The COVID accelerant was massive. When remote work shifted from a niche to a default in 2020, Loom went from 1.8 million users to over 10 million in less than a year. Companies that had previously dismissed async video as a luxury suddenly needed it for everything: design reviews, code walkthroughs, customer support, training, sales demos. Loom rode this wave with disciplined product expansion: team features, integrations with Slack and Notion and Linear, security and compliance for enterprise, and eventually an AI-powered transcript and summary feature in 2022-23. The valuation climbed from $350M in 2019 to $1.5B in 2021 during the peak of the remote-work tech bubble.

The acquisition by Atlassian in 2023 for $975M was a strategic landing — Atlassian was building out its work-graph platform (Confluence, Jira, Trello) and async video communication was a logical extension. The deal price was below Loom's 2021 peak valuation but came at a time when many SaaS companies were taking deeper haircuts. Joe Thomas and the founding team stayed on through the integration, and Loom continued operating as a product within Atlassian's portfolio. By 2025-26, Loom was deeply integrated into Atlassian's workflow tools and async video had become a standard mode of workplace communication — exactly the outcome Loom had been pushing toward for nearly a decade.

* QUESTIONS TO ANSWER *
**A)** In the passage about Loom, how much did Atlassian pay to acquire Loom in 2023?
**B)** Can you condense the paragraph of the passage about Loom that begins "The acquisition by Atlassian" into a short bulleted list that keeps its main facts?
**C)** Reproduce the passage about Loom word for word, starting at "The COVID accelerant" and ending at "remote-work tech bubble.".

Referring expression data
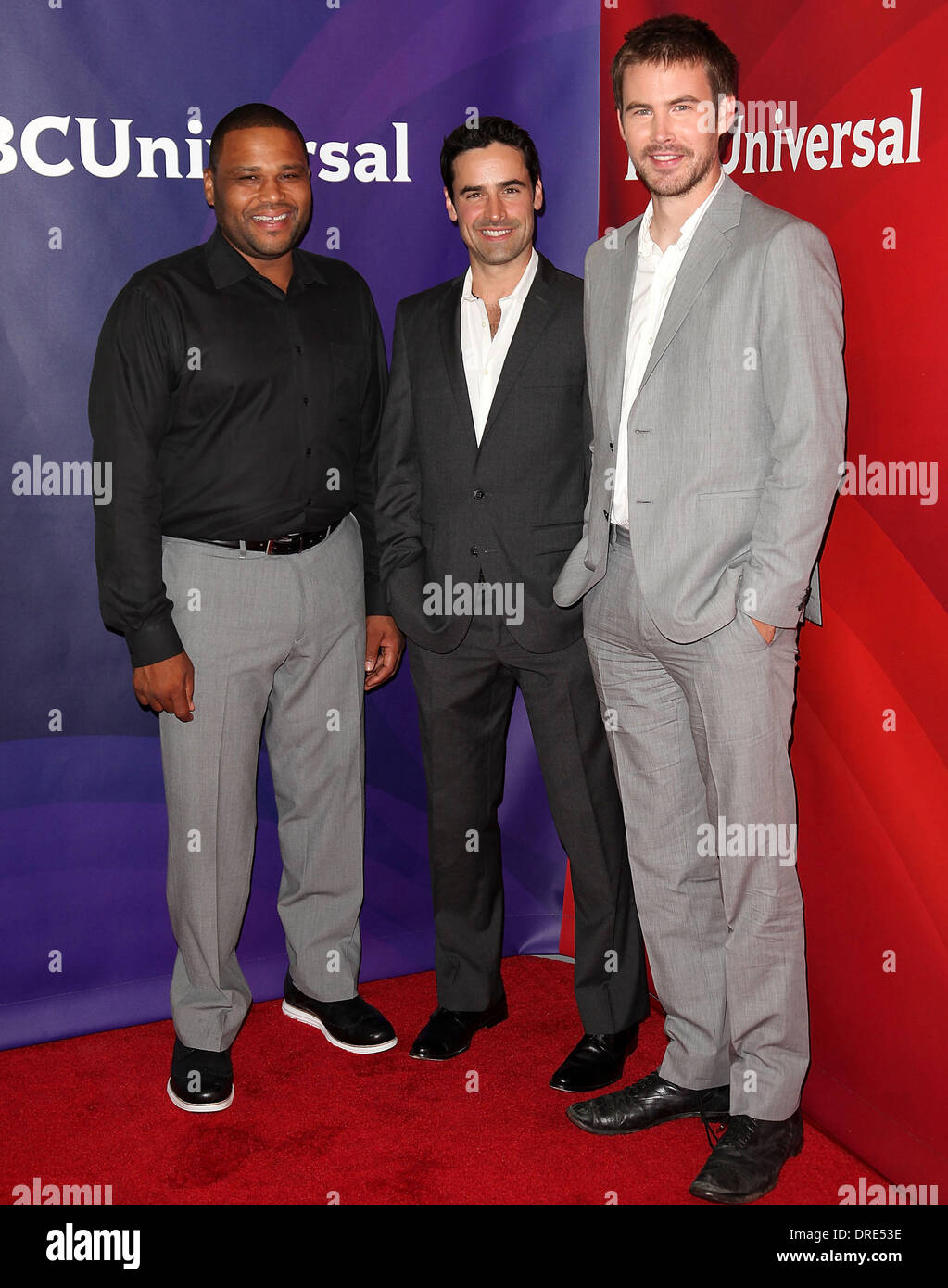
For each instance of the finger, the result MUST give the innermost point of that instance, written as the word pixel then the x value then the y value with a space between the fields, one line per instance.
pixel 384 669
pixel 179 703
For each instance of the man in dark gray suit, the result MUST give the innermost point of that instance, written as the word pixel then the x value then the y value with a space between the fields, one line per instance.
pixel 482 476
pixel 715 362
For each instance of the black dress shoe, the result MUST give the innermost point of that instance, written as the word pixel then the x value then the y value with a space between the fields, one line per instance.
pixel 449 1033
pixel 595 1062
pixel 746 1162
pixel 647 1103
pixel 353 1026
pixel 201 1082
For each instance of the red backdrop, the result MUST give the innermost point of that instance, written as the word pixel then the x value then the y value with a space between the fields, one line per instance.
pixel 871 736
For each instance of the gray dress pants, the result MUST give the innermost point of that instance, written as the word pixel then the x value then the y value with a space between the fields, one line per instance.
pixel 700 737
pixel 277 641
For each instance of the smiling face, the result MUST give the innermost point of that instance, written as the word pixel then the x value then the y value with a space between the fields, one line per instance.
pixel 494 204
pixel 670 128
pixel 260 194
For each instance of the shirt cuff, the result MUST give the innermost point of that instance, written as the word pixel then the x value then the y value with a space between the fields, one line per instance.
pixel 154 643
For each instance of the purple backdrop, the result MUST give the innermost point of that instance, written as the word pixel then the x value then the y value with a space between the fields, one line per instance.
pixel 85 937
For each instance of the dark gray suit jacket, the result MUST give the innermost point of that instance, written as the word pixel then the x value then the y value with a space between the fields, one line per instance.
pixel 512 508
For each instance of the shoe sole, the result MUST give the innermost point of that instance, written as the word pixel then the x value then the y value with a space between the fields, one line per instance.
pixel 306 1017
pixel 198 1109
pixel 631 1131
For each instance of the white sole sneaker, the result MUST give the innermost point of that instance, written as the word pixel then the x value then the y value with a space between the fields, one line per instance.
pixel 306 1017
pixel 198 1109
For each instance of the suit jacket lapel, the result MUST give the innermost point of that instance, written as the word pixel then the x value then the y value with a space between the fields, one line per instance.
pixel 707 246
pixel 449 327
pixel 535 314
pixel 617 306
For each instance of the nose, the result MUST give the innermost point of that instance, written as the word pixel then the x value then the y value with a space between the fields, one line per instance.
pixel 661 126
pixel 496 210
pixel 271 190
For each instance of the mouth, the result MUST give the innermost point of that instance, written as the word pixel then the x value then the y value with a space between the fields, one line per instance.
pixel 272 221
pixel 664 160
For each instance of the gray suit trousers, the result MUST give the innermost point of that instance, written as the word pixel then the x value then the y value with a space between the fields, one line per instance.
pixel 700 737
pixel 276 641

* RESPONSES IN ORDER *
**A)** $975M

**B)**
- Atlassian acquired Loom in 2023 for $975M, a strategic fit with its work-graph platform (Confluence, Jira, Trello).
- The price was below Loom's 2021 peak valuation, though many SaaS companies were taking deeper haircuts then.
- Joe Thomas and the founding team stayed on through the integration, and Loom kept operating as a product within Atlassian's portfolio.
- By 2025-26, Loom was deeply integrated into Atlassian's workflow tools, and async video had become a standard mode of workplace communication.

**C)**
The COVID accelerant was massive. When remote work shifted from a niche to a default in 2020, Loom went from 1.8 million users to over 10 million in less than a year. Companies that had previously dismissed async video as a luxury suddenly needed it for everything: design reviews, code walkthroughs, customer support, training, sales demos. Loom rode this wave with disciplined product expansion: team features, integrations with Slack and Notion and Linear, security and compliance for enterprise, and eventually an AI-powered transcript and summary feature in 2022-23. The valuation climbed from $350M in 2019 to $1.5B in 2021 during the peak of the remote-work tech bubble.